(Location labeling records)
.....

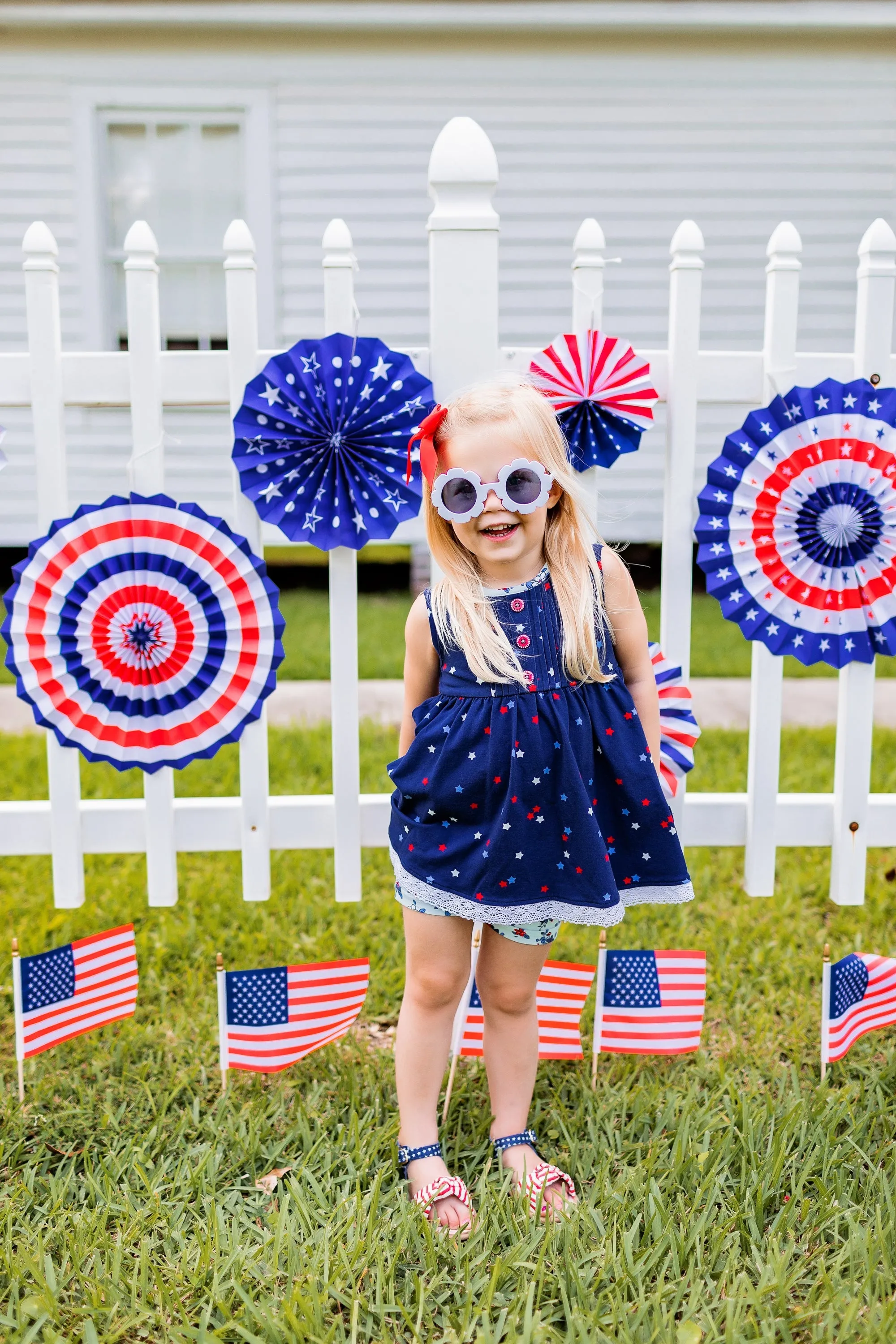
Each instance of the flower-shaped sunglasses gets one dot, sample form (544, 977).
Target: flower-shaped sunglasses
(521, 487)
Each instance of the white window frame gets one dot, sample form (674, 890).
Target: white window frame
(92, 108)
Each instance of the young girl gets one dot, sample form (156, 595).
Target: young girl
(526, 792)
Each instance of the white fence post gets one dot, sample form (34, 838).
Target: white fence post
(340, 315)
(464, 258)
(47, 409)
(242, 361)
(685, 283)
(766, 683)
(147, 471)
(856, 691)
(587, 312)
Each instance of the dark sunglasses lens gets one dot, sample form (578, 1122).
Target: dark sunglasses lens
(523, 486)
(458, 495)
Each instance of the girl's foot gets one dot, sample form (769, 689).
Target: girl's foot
(548, 1198)
(426, 1178)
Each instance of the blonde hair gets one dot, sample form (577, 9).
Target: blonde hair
(461, 611)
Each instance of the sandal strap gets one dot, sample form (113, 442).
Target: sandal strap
(546, 1174)
(516, 1142)
(441, 1189)
(412, 1155)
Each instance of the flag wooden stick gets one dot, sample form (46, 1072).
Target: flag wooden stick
(460, 1017)
(17, 1011)
(598, 1006)
(825, 1007)
(222, 1021)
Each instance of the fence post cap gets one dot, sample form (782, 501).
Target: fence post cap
(142, 248)
(462, 177)
(462, 152)
(687, 238)
(240, 246)
(589, 237)
(39, 241)
(338, 246)
(878, 237)
(785, 238)
(238, 237)
(338, 236)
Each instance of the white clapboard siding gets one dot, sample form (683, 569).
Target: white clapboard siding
(37, 182)
(640, 139)
(737, 143)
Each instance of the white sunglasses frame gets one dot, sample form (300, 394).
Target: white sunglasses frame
(482, 490)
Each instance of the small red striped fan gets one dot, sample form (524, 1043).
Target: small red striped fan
(679, 730)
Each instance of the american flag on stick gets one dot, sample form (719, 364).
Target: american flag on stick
(272, 1018)
(649, 1003)
(859, 995)
(73, 990)
(560, 994)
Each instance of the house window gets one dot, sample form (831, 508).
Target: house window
(183, 175)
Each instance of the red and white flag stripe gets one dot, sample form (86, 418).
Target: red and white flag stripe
(560, 995)
(675, 1027)
(105, 992)
(324, 1002)
(876, 1008)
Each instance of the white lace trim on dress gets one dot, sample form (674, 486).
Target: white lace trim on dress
(466, 909)
(657, 896)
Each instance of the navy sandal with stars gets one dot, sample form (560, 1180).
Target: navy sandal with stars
(538, 1179)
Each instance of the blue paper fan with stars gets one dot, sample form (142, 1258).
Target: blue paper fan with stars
(322, 440)
(797, 525)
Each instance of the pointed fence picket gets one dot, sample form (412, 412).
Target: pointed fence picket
(464, 347)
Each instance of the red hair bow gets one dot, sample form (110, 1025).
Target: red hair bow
(426, 433)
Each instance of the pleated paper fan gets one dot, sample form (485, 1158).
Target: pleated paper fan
(602, 396)
(143, 633)
(322, 439)
(679, 730)
(797, 525)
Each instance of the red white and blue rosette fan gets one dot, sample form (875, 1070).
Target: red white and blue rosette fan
(320, 440)
(797, 525)
(602, 396)
(679, 730)
(143, 632)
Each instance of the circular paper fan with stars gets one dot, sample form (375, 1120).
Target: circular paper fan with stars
(797, 525)
(143, 632)
(602, 396)
(679, 730)
(322, 437)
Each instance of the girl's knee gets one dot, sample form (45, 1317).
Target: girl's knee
(507, 998)
(436, 986)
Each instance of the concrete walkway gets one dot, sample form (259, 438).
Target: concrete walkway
(719, 703)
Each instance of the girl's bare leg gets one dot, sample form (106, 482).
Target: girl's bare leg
(507, 975)
(439, 964)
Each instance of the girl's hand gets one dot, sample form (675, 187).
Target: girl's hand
(421, 670)
(630, 640)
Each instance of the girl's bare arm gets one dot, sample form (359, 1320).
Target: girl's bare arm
(630, 640)
(421, 670)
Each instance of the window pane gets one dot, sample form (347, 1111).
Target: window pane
(185, 177)
(129, 186)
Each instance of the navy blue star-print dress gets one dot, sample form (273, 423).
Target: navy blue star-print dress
(513, 807)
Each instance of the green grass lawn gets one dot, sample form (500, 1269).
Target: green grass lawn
(727, 1193)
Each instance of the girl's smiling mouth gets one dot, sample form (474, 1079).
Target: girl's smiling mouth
(499, 531)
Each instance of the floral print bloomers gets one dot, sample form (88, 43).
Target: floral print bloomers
(517, 807)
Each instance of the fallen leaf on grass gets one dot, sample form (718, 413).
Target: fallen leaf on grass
(269, 1180)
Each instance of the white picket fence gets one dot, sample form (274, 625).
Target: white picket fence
(464, 347)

.....

▶ [PROBLEM TO SOLVE]
Reproduce every line of the material above without any changes, but leave the pictures out.

▶ [OUTPUT OF THE TASK]
Each instance of the flower-shaped sunglasses gets one dot, sample form (544, 977).
Target: flower-shaped sunglasses
(521, 487)
Each instance of the white window frame gets one dot, sample form (674, 890).
Target: white window frame
(92, 108)
Each instance of the young girl gets one dot, sample form (156, 595).
Target: young girl
(526, 792)
Each instance of the white fence post gets one dot, sample form (34, 838).
Target: white fence post
(340, 315)
(464, 258)
(47, 409)
(242, 361)
(685, 283)
(766, 683)
(147, 471)
(856, 691)
(587, 312)
Each instance of the dark sunglasses lens gets one dot, sample form (578, 1122).
Target: dark sunglasses lens
(523, 486)
(458, 495)
Each instance of the girl's foot gets one dot, sample form (769, 689).
Target: girl's foot
(548, 1198)
(426, 1178)
Each instance of the blonde hair gets one dot, sample form (577, 9).
Target: blonde hair
(461, 611)
Each instance of the sandal strap gets one dot, sample form (113, 442).
Target: sandal strap
(546, 1174)
(516, 1142)
(441, 1189)
(412, 1155)
Each instance of the flag wooden stick gets one dot, sample form (46, 1072).
Target: flag wooden stick
(460, 1017)
(17, 1011)
(598, 1006)
(825, 1007)
(222, 1021)
Each instance of the fence post cap gets one dot, sample form (782, 501).
Target: fence post cap
(142, 248)
(462, 177)
(462, 152)
(687, 238)
(240, 246)
(589, 237)
(39, 241)
(338, 246)
(878, 237)
(785, 238)
(238, 237)
(338, 236)
Each instance of the white clapboard siding gets one dot, sample form (683, 569).
Target: white clapboard siding
(37, 182)
(640, 139)
(737, 143)
Each instance of the white sunglasses frame gets one dot, sample form (300, 394).
Target: white sunglasses frame
(482, 490)
Each instance of the small red striped fan gets one dot, sample form (524, 1043).
Target: small red striped fan
(679, 730)
Each instance of the american flag on stick gets one dot, sample form (719, 364).
Target: american flag on stick
(272, 1018)
(649, 1003)
(859, 995)
(73, 990)
(560, 994)
Each instance of the house window gets one dot, sample form (831, 508).
Target: house window
(183, 175)
Each instance of the red and white flag stripe gets one dot, sample form (86, 418).
Target: red and white flag stripe
(560, 995)
(675, 1027)
(105, 992)
(324, 1002)
(876, 1008)
Each instance of the white lace trim on dress gets one dot, sample form (674, 486).
Target: white lace trim on dress
(466, 909)
(657, 896)
Each instance of the navy sandal with stars gets one dot, sample form (560, 1180).
Target: navy sandal with stars
(538, 1179)
Each instance of the blue paper fan with stars gets one dot, sample form (142, 1258).
Target: blue paper fan with stars
(322, 440)
(797, 525)
Each instance of the pointed fence picket gets one dot, sample form (412, 412).
Target: pointed fence picket
(464, 347)
Each instance of the red hair bow gets one dot, sample form (110, 1025).
Target: red hair bow
(426, 433)
Each instance of the pleated paper fan gets one dot, sample form (485, 1158).
Target: pleated paper fan
(602, 396)
(143, 633)
(322, 439)
(679, 730)
(797, 525)
Each instance of the red white and blue rosette fan gets one dot, sample form (875, 1070).
Target: red white and blue rosette fan
(320, 440)
(797, 525)
(602, 396)
(679, 730)
(143, 632)
Each instance of the circular paper fan with stars gets one dot, sample form (375, 1120).
Target: circular paper fan with stars
(797, 525)
(143, 632)
(602, 396)
(679, 730)
(322, 437)
Each instance of the girl's knee gets one dot, sample form (45, 1317).
Target: girl's knee
(507, 998)
(436, 986)
Each instance of the concrete walkway gets one dot, sample form (259, 438).
Target: concrete walkway
(719, 703)
Each instance of the girl's bare leg gets one dot, sample form (106, 482).
Target: girl's bare leg
(507, 975)
(439, 964)
Each instance of the girl's hand gets one dot, sample form (675, 187).
Target: girl's hand
(421, 670)
(630, 640)
Each instance of the girl's bare arm gets one dot, sample form (359, 1320).
Target: girl's bare arm
(630, 640)
(421, 670)
Each instance of the window pane gets one dot, sample form (347, 1111).
Target: window pane
(185, 177)
(129, 186)
Each instance of the navy blue star-print dress gets one dot, sample form (273, 423).
Target: navy blue star-print dress
(513, 807)
Each instance of the green grass lawn gets one dot, sample form (500, 1269).
Target: green grass lawn
(727, 1193)
Each instance of the girl's smiling mouth gets one dot, sample form (474, 1079).
Target: girl's smiling mouth
(499, 531)
Each instance of the floral print bloomers gets one dot, sample form (88, 43).
Target: floral print bloomers
(517, 807)
Each instance of the fallen leaf on grass gets one dot, sample form (718, 413).
Target: fallen leaf on grass
(269, 1180)
Each instance of the white picket fence gets one dot, sample form (274, 625).
Target: white picket fence
(464, 347)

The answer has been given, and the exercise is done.